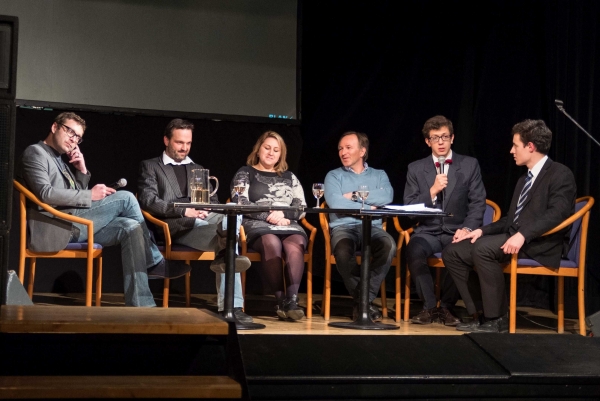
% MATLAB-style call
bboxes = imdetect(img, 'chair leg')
[96,256,102,306]
[240,272,246,309]
[435,267,442,308]
[85,253,94,306]
[380,279,387,317]
[306,258,312,319]
[163,278,171,308]
[185,260,192,308]
[396,258,402,323]
[577,267,587,336]
[323,261,331,320]
[508,260,517,333]
[404,268,410,322]
[27,258,37,300]
[557,276,565,334]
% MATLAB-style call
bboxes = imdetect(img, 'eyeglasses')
[429,135,452,142]
[59,123,83,145]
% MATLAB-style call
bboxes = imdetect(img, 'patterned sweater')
[231,166,307,244]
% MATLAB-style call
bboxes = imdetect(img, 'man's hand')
[92,184,117,200]
[452,228,483,244]
[429,174,448,199]
[67,145,87,174]
[452,228,469,242]
[500,232,525,255]
[267,210,284,225]
[184,208,208,220]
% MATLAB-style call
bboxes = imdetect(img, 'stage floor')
[27,293,578,335]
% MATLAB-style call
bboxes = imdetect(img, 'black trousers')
[442,233,511,318]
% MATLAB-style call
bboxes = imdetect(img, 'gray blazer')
[15,141,92,252]
[138,156,219,237]
[404,152,486,234]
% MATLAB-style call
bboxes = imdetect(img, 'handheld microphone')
[554,99,565,112]
[438,156,446,174]
[107,178,127,189]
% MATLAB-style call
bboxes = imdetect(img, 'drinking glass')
[233,180,246,205]
[356,185,369,209]
[313,183,325,208]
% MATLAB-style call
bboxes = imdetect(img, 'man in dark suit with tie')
[16,112,190,306]
[404,116,486,326]
[138,118,252,322]
[442,120,577,333]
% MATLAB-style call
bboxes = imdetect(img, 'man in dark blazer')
[138,118,252,322]
[442,120,577,333]
[404,116,486,326]
[16,112,190,306]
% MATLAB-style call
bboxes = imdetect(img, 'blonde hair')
[246,131,287,175]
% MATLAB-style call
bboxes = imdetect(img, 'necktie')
[435,159,452,168]
[513,171,533,222]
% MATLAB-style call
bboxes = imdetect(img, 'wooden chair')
[142,210,215,308]
[240,218,317,318]
[504,196,594,336]
[319,201,402,322]
[394,199,501,322]
[13,181,102,306]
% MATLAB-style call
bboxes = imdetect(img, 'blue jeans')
[71,191,163,306]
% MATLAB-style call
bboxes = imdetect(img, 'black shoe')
[219,308,254,323]
[275,295,304,320]
[410,308,438,324]
[437,307,461,326]
[210,252,252,273]
[456,315,483,332]
[473,315,508,333]
[147,259,192,279]
[352,303,383,322]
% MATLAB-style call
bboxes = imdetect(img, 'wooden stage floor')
[21,293,578,335]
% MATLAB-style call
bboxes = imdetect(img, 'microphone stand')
[554,99,600,146]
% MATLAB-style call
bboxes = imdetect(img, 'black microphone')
[554,99,600,146]
[107,178,127,189]
[438,156,446,174]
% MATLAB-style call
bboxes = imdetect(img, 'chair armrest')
[142,210,172,259]
[13,180,94,245]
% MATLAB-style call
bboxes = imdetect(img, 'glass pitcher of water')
[189,168,219,204]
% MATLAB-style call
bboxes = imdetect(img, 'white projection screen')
[0,0,299,119]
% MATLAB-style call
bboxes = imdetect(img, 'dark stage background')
[9,0,600,316]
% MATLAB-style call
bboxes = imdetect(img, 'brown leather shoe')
[437,308,462,326]
[410,308,437,324]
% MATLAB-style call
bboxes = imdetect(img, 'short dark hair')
[165,118,194,139]
[54,111,86,132]
[512,120,552,155]
[422,116,454,139]
[338,131,369,162]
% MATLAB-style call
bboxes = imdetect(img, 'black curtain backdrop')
[299,0,600,316]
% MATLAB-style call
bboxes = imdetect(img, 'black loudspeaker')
[0,100,16,231]
[585,311,600,337]
[0,15,19,99]
[6,270,33,305]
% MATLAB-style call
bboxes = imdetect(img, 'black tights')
[251,234,306,300]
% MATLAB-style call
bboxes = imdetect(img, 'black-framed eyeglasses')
[429,135,452,142]
[59,123,83,145]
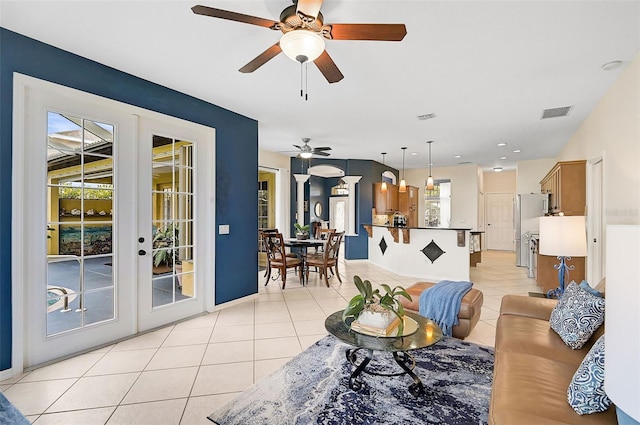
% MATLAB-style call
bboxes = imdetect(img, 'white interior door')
[486,193,514,251]
[329,196,349,232]
[13,76,136,367]
[587,157,605,286]
[137,118,215,330]
[12,75,215,373]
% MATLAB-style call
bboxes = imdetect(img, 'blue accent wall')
[290,157,398,260]
[0,28,258,370]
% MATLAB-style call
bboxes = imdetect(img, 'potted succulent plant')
[293,223,309,239]
[153,224,180,267]
[342,276,411,335]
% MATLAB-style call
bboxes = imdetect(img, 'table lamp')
[540,216,587,298]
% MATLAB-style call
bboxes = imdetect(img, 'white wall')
[258,149,291,236]
[405,164,480,230]
[558,54,640,224]
[482,171,516,193]
[516,158,558,193]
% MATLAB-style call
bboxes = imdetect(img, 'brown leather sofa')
[400,282,484,339]
[489,295,618,425]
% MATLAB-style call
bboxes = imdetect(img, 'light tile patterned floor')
[0,251,539,425]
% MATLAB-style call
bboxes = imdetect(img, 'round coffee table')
[324,310,442,396]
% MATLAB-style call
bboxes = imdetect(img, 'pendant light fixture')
[398,146,407,193]
[427,140,433,190]
[380,152,387,193]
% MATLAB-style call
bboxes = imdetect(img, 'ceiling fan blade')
[296,0,322,19]
[239,42,282,74]
[330,24,407,41]
[313,50,344,83]
[191,5,280,29]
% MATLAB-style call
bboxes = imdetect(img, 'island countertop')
[363,224,471,231]
[363,224,472,282]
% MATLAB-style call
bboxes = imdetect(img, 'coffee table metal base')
[345,348,424,397]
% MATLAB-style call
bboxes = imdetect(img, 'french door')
[137,119,214,330]
[13,76,214,367]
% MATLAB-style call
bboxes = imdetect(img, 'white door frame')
[11,73,216,379]
[587,153,606,286]
[485,192,515,251]
[134,117,215,331]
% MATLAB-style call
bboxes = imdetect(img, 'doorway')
[486,193,514,251]
[587,155,605,285]
[12,75,214,370]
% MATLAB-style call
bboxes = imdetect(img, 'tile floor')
[0,251,539,425]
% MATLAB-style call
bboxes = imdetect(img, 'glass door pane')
[44,111,116,336]
[151,135,197,308]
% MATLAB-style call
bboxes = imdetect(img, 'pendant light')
[427,140,433,190]
[398,147,407,193]
[380,152,387,193]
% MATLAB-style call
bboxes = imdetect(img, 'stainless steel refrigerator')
[513,193,549,267]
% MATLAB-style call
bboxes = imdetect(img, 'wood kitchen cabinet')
[540,161,587,215]
[536,161,587,292]
[398,186,419,227]
[373,183,398,215]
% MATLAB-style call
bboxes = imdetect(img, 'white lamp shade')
[427,176,434,190]
[280,29,324,63]
[540,216,587,257]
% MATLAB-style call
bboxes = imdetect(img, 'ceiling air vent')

::::::::

* **What is being asked**: Please return all of the items above, line for line and unchanged, with the pictures left out.

* **Output below**:
% MATLAB-style call
bboxes = imdetect(img, 'chair leg')
[96,256,102,306]
[240,272,246,309]
[435,267,442,308]
[85,253,94,306]
[380,279,387,317]
[306,258,312,319]
[163,278,171,308]
[185,260,192,308]
[396,258,402,323]
[577,267,587,336]
[323,261,331,320]
[508,260,517,333]
[404,268,410,322]
[27,258,37,300]
[557,276,565,334]
% MATLAB-style call
bboxes = imdetect(img, 'eyeglasses')
[429,135,452,142]
[59,123,83,145]
% MATLAB-style call
bboxes = imdetect(img, 'patterned sweater')
[231,166,307,244]
% MATLAB-style call
bboxes = imdetect(img, 'man's hand')
[92,184,117,200]
[452,228,483,244]
[429,174,448,199]
[67,145,87,174]
[452,228,469,242]
[500,232,525,255]
[267,210,284,225]
[184,208,208,220]
% MATLAB-style call
bboxes = imdetect(img, 'stage floor')
[27,293,578,335]
% MATLAB-style call
bboxes = imdetect(img, 'black trousers')
[442,233,511,318]
% MATLAB-style call
bboxes = imdetect(img, 'gray blazer')
[15,141,92,252]
[138,156,219,237]
[404,152,486,234]
% MATLAB-style call
bboxes = imdetect(img, 'handheld microphone')
[554,99,565,112]
[438,156,446,174]
[107,178,127,189]
% MATLAB-style call
bboxes = imdetect(img, 'drinking glass')
[233,180,246,205]
[356,185,369,209]
[313,183,325,208]
% MATLAB-style call
bboxes = imdetect(img, 'man in dark suit with tie')
[16,112,190,306]
[404,116,486,326]
[138,118,252,322]
[442,120,577,333]
% MATLAB-style call
bboxes = imdetect(img, 'man in dark blazer')
[138,118,252,322]
[442,120,577,333]
[404,116,486,326]
[16,112,190,306]
% MATLAB-style call
bboxes = imdetect(img, 'blonde hair')
[246,131,287,175]
% MATLAB-style call
bboxes = imdetect(img, 'necktie')
[435,159,452,168]
[513,171,533,222]
% MATLAB-style call
bboxes = imdetect(img, 'wooden chair')
[142,210,215,308]
[240,218,317,318]
[504,196,594,336]
[319,201,402,322]
[394,199,501,322]
[13,181,102,306]
% MATLAB-style call
bboxes = imdetect(img, 'blue jeans')
[71,191,163,306]
% MATLAB-style call
bboxes = imdetect(img, 'black shoe')
[219,308,254,323]
[275,295,304,320]
[410,308,438,324]
[437,307,461,326]
[210,252,252,273]
[456,315,483,332]
[473,315,508,333]
[147,259,192,279]
[352,303,383,322]
% MATLAB-style call
bboxes = imdetect(img, 'wooden stage floor')
[21,293,578,335]
% MATLAB-style call
bboxes = imdetect(img, 'microphone stand')
[554,99,600,146]
% MATLAB-style call
bboxes = imdetect(img, 'black microphone')
[554,99,600,146]
[107,178,127,189]
[438,156,446,174]
% MATLAB-style call
bboxes = imdetect(img, 'chair armrest')
[142,210,172,259]
[13,180,94,245]
% MATLAB-style call
bboxes = imdetect(img, 'glass pitcher of water')
[189,168,219,204]
% MATLAB-style call
bboxes = imdetect(img, 'white projection screen')
[0,0,299,119]
% MATLAB-style call
bboxes = imdetect(img, 'dark stage background')
[9,0,600,316]
% MATLAB-style call
bboxes = imdetect(img, 'brown leather shoe')
[437,308,462,326]
[410,308,437,324]
% MATLAB-style call
bboxes = imdetect(img, 'short dark hair')
[165,118,194,139]
[54,111,86,132]
[512,120,552,155]
[422,116,454,139]
[338,131,369,162]
% MATLAB-style call
bboxes = imdetect(img, 'black curtain backdrop')
[299,0,600,316]
% MATLAB-style call
bboxes = imdetect(img, 'black loudspeaker')
[0,100,16,231]
[585,311,600,337]
[0,15,19,99]
[6,270,33,305]
% MATLAB-style call
bboxes = imdetect(img, 'black tights')
[251,234,306,300]
% MATLAB-style call
bboxes = imdetect(img, 'black-framed eyeglasses')
[429,135,452,142]
[59,123,83,145]
% MATLAB-style call
bboxes = imdetect(img, 'white interior door')
[486,193,514,251]
[329,196,349,232]
[13,76,136,367]
[587,157,605,286]
[137,118,215,330]
[12,75,215,373]
% MATLAB-style call
bboxes = imdetect(img, 'blue accent wall')
[290,157,398,260]
[0,28,258,370]
% MATLAB-style call
bboxes = imdetect(img, 'potted succulent plant')
[293,223,309,239]
[153,224,180,267]
[342,276,411,335]
% MATLAB-style call
bboxes = imdetect(img, 'table lamp')
[540,216,587,298]
% MATLAB-style call
bboxes = imdetect(img, 'white wall')
[258,149,291,236]
[405,164,480,230]
[558,54,640,224]
[482,171,516,193]
[516,158,558,193]
% MATLAB-style call
bboxes = imdetect(img, 'brown leather sofa')
[400,282,484,339]
[489,295,618,425]
% MATLAB-style call
bboxes = imdetect(img, 'light tile patterned floor')
[0,251,539,425]
% MATLAB-style call
bboxes = imdetect(img, 'round coffee table')
[324,310,442,396]
% MATLAB-style call
bboxes = imdetect(img, 'pendant light fixture')
[398,146,407,193]
[427,140,433,190]
[380,152,387,193]
% MATLAB-style call
bboxes = imdetect(img, 'ceiling fan blade')
[296,0,322,19]
[239,42,282,74]
[330,24,407,41]
[313,50,344,83]
[191,5,280,29]
% MATLAB-style call
bboxes = imdetect(img, 'island countertop')
[363,224,471,231]
[363,224,472,282]
% MATLAB-style call
bboxes = imdetect(img, 'coffee table metal base')
[345,348,424,397]
% MATLAB-style call
bboxes = imdetect(img, 'french door')
[137,119,214,330]
[13,76,214,367]
% MATLAB-style call
bboxes = imdetect(img, 'white door frame')
[11,73,216,379]
[587,153,606,286]
[485,192,515,251]
[134,117,215,331]
% MATLAB-style call
bboxes = imdetect(img, 'doorway')
[486,193,514,251]
[587,155,605,285]
[12,75,214,370]
% MATLAB-style call
bboxes = imdetect(img, 'tile floor')
[0,251,539,425]
% MATLAB-style call
bboxes = imdetect(img, 'glass door pane')
[44,111,116,336]
[151,135,197,308]
% MATLAB-style call
bboxes = imdetect(img, 'pendant light')
[427,140,433,190]
[398,147,407,193]
[380,152,387,193]
% MATLAB-style call
bboxes = imdetect(img, 'stainless steel refrigerator')
[513,193,549,267]
% MATLAB-style call
bboxes = imdetect(img, 'wood kitchen cabinet')
[540,161,587,215]
[536,161,587,292]
[398,186,419,227]
[373,183,398,215]
% MATLAB-style call
bboxes = imdetect(img, 'white lamp shade')
[427,176,434,190]
[280,29,324,63]
[540,216,587,257]
% MATLAB-style call
bboxes = imdetect(img, 'ceiling air vent')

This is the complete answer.